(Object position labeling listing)
***

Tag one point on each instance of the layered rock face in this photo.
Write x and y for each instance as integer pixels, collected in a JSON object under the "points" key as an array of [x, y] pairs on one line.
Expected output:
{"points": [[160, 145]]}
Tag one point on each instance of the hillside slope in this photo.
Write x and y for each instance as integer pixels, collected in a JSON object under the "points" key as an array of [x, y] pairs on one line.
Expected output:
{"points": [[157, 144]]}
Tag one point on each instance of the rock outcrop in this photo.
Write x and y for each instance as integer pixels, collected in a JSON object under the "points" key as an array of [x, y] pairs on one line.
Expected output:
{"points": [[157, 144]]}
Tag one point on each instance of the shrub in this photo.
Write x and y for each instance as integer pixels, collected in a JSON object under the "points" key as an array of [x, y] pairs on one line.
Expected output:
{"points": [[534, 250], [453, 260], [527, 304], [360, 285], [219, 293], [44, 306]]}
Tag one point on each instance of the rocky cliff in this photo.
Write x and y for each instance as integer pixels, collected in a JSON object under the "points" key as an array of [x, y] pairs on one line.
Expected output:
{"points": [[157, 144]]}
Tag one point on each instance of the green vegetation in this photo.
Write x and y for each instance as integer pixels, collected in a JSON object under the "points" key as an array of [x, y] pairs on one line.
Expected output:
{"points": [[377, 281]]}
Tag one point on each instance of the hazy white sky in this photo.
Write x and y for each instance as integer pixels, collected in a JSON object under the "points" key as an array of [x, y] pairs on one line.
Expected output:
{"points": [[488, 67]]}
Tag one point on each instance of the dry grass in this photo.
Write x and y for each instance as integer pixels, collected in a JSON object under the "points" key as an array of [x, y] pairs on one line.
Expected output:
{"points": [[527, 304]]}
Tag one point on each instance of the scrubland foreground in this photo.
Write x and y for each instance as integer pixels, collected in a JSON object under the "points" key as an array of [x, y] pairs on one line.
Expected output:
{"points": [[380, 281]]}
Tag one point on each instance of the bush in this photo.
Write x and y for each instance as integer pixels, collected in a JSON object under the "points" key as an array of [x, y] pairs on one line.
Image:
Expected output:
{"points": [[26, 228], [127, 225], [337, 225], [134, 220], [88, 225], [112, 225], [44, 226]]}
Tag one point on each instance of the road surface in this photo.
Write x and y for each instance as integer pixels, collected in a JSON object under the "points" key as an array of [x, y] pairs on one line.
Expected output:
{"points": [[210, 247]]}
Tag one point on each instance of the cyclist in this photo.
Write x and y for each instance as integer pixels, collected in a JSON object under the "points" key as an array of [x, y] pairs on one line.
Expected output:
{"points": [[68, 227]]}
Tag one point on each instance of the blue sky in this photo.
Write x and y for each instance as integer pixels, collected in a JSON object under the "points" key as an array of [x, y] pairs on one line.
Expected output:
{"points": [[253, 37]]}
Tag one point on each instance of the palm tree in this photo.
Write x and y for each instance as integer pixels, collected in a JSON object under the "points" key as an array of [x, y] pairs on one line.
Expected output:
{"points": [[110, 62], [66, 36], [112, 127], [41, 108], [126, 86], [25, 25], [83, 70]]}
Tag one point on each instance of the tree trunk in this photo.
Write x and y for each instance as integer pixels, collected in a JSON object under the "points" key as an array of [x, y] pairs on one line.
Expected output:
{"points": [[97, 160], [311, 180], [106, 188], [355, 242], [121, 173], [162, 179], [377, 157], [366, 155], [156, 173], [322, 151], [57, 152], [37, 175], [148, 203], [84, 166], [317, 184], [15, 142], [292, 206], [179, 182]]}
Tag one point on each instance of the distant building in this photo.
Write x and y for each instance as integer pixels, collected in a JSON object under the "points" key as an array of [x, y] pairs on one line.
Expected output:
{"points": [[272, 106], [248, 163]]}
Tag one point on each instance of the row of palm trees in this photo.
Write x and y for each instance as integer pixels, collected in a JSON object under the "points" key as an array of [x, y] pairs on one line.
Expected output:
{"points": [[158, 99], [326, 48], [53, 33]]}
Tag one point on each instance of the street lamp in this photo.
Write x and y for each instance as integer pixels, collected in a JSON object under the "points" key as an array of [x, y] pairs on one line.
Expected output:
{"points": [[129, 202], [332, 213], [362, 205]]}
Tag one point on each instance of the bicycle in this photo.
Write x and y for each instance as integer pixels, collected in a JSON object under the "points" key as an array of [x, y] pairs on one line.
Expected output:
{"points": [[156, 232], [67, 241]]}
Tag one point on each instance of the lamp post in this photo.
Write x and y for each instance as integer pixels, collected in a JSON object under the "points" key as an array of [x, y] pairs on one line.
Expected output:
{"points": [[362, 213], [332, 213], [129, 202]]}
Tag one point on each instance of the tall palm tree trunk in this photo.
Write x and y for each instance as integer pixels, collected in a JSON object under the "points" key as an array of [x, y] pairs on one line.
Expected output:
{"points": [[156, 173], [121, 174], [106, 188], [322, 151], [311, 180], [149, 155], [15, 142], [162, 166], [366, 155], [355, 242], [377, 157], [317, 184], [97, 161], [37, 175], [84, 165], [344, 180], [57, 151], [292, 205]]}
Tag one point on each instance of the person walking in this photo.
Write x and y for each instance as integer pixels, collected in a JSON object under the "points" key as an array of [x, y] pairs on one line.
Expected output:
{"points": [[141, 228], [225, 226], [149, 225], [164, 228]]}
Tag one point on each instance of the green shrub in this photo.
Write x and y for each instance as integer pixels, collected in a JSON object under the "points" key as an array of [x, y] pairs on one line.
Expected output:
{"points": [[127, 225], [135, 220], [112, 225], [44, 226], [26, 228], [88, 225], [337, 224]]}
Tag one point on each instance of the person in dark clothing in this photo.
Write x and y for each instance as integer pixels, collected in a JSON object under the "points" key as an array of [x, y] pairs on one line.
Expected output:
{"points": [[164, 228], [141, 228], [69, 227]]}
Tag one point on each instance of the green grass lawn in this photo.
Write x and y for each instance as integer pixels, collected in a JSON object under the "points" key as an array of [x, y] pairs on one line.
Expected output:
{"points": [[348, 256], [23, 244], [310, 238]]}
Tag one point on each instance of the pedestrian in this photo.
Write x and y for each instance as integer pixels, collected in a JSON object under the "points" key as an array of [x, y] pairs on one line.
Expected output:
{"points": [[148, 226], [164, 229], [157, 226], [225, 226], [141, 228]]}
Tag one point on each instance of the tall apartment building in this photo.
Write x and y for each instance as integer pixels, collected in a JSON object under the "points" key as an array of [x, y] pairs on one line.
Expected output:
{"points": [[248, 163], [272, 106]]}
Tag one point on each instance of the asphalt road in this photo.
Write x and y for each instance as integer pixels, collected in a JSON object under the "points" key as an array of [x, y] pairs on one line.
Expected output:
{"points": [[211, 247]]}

***

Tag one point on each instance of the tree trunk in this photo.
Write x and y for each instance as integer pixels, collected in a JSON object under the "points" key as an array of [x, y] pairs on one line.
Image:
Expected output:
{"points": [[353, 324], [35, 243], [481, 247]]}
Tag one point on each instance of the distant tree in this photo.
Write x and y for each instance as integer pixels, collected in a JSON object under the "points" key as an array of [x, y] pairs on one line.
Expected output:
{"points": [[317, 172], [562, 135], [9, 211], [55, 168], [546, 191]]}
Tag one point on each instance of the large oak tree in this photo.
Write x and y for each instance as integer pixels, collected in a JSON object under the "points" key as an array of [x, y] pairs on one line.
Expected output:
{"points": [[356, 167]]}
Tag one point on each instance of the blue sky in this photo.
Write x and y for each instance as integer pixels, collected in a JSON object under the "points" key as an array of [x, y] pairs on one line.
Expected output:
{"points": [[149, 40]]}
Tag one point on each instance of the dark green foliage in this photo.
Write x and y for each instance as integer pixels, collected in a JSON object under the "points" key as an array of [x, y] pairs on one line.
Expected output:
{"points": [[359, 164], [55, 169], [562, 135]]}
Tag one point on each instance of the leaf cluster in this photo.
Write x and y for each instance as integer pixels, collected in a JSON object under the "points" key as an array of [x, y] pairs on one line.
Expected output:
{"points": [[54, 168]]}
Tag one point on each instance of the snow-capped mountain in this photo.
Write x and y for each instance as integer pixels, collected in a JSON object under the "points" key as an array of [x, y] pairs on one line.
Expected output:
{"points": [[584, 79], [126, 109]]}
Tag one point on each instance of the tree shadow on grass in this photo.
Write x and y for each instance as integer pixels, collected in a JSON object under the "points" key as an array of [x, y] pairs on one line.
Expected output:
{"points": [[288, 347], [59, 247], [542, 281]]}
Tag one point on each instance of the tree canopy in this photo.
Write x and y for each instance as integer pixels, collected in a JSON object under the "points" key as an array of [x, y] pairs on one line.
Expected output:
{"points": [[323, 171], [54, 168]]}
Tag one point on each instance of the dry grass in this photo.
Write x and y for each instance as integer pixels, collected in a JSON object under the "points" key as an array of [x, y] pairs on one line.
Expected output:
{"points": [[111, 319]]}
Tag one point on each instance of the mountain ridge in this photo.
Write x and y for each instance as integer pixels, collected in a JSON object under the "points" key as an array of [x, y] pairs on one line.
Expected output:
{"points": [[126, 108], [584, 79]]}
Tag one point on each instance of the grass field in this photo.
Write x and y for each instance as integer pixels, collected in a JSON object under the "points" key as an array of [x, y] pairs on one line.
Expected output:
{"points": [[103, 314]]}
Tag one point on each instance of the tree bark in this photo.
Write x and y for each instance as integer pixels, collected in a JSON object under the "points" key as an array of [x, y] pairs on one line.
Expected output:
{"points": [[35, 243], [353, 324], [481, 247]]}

***

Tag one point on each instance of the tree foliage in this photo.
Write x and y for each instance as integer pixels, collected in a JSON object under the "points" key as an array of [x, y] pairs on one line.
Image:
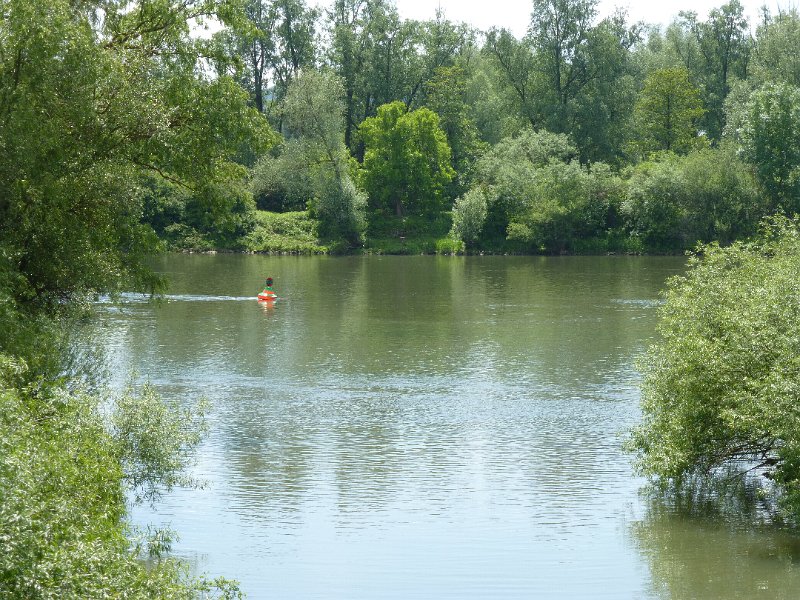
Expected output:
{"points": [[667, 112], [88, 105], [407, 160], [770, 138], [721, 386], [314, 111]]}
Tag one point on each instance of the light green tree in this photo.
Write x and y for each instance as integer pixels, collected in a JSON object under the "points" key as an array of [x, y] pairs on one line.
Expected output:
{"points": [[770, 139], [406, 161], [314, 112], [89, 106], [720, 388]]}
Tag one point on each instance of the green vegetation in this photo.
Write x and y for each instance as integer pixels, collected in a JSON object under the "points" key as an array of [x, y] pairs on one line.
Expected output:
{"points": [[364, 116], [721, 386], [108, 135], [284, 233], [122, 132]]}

***

Short task => Report every line of the listing that contains the word "palm", copying each one in full.

Exercise response =>
Tag one point on each instance of the palm tree in this photo.
Tag one point on each instance of the row of palm trees in this photo.
Tag one point on each instance of the tall palm tree trunk in this photo.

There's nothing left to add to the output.